▸ **TEXT SECTION**:

Content starts

Franklin Sumner Earle (September 4, 1856 – January 31, 1929) was an American mycologist who specialized in fungal plant diseases. He was the first ever mycologist to be employed at the New York Botanical Garden, and was the author of The Genera of North American Gill Fungi.

==Life==
Franklin Sumner Earle was born in Dwight, Illinois, on September 4, 1856, to Parker Earle and Melanie Tracy. He spent much of his early youth at the Earle farm. Later he attended the University of Illinois at Urbana–Champaign sporadically in the 1880s, but never earned a degree. He studied with the mycologist Thomas Jonathan Burrill.

Soon after college, Earle served as the superintendent of the Mississippi Agriculture Experiment Station (1892–1895). Soon after that Earle worked as a biologist and horticulturist of the Alabama Agriculture Experiment Station (1895–1900).

Between 1890 and 1899 Earle was together with Arthur Bliss Seymour editor of the exsiccata works called Economic fungi.. With Charles Fuller Baker and Samuel Mills Tracy he distributed the exsiccata Plants of Southern Colorado. Together with his wife Esther Jane Skehan Earle he edited the exsiccata-like specimen series Plants of New Mexico (1900).

Earle worked as an Assistant Curator in charge of mycological collections at the New York Botanical Garden in 1901.

His sister was the fiction writer, Mary Tracy Earle.

Content ends

▸ **SUPPLIED ENTRIES**:
Content starts

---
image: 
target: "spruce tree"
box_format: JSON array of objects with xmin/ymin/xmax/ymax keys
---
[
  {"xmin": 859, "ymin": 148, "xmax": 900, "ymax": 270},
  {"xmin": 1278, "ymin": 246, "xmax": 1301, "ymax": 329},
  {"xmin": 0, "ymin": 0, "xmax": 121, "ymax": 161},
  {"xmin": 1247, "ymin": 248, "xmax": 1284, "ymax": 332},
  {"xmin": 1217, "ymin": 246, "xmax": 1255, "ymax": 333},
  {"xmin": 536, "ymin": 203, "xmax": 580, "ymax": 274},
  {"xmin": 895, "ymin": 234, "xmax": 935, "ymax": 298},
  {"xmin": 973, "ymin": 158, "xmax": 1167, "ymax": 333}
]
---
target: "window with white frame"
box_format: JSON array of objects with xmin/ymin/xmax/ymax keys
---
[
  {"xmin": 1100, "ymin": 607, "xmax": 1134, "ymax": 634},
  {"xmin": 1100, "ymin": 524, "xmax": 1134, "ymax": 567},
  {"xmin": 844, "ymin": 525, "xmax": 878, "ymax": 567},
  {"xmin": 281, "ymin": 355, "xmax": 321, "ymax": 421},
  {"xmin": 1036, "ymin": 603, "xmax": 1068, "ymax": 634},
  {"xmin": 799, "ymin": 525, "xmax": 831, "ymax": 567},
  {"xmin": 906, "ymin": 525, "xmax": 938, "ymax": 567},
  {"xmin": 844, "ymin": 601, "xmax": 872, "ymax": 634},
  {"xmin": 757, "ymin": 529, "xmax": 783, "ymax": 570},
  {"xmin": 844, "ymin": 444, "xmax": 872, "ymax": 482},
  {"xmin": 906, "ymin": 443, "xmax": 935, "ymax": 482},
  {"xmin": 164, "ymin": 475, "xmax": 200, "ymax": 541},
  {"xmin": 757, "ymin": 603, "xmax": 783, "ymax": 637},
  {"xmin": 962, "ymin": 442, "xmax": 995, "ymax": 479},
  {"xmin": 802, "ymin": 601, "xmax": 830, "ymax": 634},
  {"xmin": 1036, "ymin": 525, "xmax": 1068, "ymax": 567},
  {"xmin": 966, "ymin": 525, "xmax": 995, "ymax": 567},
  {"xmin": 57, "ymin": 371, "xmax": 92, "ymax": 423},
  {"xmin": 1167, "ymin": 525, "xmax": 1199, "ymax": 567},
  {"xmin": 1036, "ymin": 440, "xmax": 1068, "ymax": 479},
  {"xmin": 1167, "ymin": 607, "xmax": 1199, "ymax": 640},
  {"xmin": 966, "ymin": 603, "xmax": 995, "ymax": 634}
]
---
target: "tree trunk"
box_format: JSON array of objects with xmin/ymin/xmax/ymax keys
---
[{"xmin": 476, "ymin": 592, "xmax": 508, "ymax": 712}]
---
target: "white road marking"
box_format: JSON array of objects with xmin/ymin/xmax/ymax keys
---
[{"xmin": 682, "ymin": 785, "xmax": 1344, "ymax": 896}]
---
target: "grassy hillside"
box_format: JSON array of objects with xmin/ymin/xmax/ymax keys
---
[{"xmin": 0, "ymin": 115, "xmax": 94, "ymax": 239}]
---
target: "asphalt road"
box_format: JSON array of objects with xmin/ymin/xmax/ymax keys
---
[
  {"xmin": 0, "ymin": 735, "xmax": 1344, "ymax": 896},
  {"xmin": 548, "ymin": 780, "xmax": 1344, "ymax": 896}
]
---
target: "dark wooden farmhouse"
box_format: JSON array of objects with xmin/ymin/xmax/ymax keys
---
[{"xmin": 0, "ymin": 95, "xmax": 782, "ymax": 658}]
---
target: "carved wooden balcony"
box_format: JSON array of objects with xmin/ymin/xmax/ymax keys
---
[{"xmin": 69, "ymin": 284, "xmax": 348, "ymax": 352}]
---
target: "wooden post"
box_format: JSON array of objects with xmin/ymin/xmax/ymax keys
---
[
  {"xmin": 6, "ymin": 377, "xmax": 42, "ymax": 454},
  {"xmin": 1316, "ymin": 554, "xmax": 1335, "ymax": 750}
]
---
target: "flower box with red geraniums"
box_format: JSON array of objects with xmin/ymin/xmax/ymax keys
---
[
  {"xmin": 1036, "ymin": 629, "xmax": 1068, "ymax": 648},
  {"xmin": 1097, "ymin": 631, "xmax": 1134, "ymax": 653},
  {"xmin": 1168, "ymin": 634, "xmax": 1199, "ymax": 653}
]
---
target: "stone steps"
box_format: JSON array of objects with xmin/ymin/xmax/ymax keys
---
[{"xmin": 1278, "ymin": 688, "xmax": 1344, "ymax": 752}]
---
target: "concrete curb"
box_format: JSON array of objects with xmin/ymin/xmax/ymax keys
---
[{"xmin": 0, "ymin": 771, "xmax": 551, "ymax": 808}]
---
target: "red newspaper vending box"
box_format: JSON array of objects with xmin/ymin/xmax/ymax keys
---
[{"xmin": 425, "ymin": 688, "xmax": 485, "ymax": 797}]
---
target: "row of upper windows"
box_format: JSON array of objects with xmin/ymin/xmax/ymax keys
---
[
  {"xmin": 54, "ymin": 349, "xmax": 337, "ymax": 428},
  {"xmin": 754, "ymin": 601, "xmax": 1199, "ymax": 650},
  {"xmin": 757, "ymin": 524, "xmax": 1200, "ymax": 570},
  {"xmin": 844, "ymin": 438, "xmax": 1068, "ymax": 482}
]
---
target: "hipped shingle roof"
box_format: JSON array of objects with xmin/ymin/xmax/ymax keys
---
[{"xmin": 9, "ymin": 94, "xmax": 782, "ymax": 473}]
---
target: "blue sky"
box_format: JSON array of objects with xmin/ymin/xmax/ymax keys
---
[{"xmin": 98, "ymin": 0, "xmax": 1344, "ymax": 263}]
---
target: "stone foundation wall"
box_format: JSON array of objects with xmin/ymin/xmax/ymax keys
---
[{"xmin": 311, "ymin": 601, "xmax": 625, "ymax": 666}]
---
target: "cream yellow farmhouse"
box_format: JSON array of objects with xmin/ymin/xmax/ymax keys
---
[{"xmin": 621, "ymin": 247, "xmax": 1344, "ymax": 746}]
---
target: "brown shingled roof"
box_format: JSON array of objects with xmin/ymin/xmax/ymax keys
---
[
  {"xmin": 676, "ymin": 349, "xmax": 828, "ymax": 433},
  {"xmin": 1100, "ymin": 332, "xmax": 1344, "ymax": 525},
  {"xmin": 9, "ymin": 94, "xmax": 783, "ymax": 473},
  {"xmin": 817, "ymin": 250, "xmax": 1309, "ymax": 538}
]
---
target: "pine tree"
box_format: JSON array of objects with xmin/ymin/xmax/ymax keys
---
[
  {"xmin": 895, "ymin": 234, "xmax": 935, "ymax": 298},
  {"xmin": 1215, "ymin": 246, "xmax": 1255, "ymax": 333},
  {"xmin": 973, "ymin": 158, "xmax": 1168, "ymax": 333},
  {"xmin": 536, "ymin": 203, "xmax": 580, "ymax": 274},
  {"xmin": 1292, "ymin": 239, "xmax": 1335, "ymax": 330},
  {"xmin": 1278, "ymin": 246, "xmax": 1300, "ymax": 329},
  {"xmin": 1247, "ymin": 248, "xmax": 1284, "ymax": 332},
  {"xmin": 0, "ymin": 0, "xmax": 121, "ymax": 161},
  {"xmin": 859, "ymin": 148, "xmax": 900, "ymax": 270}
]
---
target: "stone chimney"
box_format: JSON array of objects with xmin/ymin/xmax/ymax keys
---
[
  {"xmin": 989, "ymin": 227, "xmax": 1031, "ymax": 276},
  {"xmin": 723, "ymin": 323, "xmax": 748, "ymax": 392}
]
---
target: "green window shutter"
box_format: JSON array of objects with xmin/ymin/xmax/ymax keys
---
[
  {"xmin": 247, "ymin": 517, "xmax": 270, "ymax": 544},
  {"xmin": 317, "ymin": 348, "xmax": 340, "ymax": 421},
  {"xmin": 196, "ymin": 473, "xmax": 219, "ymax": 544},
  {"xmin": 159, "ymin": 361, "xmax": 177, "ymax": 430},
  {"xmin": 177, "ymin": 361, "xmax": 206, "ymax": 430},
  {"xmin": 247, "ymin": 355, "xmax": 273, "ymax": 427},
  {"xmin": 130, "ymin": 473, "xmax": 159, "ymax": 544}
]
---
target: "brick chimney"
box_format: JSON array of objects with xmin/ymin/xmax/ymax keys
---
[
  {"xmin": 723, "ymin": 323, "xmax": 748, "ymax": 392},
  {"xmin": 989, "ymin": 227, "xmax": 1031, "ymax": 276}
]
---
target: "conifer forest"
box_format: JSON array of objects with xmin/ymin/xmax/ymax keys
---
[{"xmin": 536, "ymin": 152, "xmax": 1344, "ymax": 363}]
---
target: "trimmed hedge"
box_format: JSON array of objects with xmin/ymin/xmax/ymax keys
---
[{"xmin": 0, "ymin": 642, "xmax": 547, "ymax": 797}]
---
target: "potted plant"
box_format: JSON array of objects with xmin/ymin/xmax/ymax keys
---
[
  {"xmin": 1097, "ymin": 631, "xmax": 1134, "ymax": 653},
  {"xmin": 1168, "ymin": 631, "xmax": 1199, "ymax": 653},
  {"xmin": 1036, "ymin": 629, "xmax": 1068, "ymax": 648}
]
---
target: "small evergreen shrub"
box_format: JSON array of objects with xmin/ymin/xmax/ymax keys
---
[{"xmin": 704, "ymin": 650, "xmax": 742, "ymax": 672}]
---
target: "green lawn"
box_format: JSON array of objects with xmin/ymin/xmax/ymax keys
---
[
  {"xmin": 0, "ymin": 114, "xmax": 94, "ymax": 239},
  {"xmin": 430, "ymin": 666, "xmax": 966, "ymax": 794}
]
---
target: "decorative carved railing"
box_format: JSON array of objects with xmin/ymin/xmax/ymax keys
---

Content ends

▸ **EXERCISE TASKS**:
A - List every person the Franklin Sumner Earle biography names other than Earle himself.
B - Repeat the stretch of the Franklin Sumner Earle biography from "Soon after college, Earle" through "New Mexico (1900).".

▸ **LIST OF SOLUTIONS**:
A -
Parker Earle
Melanie Tracy
Thomas Jonathan Burrill
Arthur Bliss Seymour
Charles Fuller Baker
Samuel Mills Tracy
Esther Jane Skehan Earle
Mary Tracy Earle

B -
Soon after college, Earle served as the superintendent of the Mississippi Agriculture Experiment Station (1892–1895). Soon after that Earle worked as a biologist and horticulturist of the Alabama Agriculture Experiment Station (1895–1900).

Between 1890 and 1899 Earle was together with Arthur Bliss Seymour editor of the exsiccata works called Economic fungi.. With Charles Fuller Baker and Samuel Mills Tracy he distributed the exsiccata Plants of Southern Colorado. Together with his wife Esther Jane Skehan Earle he edited the exsiccata-like specimen series Plants of New Mexico (1900).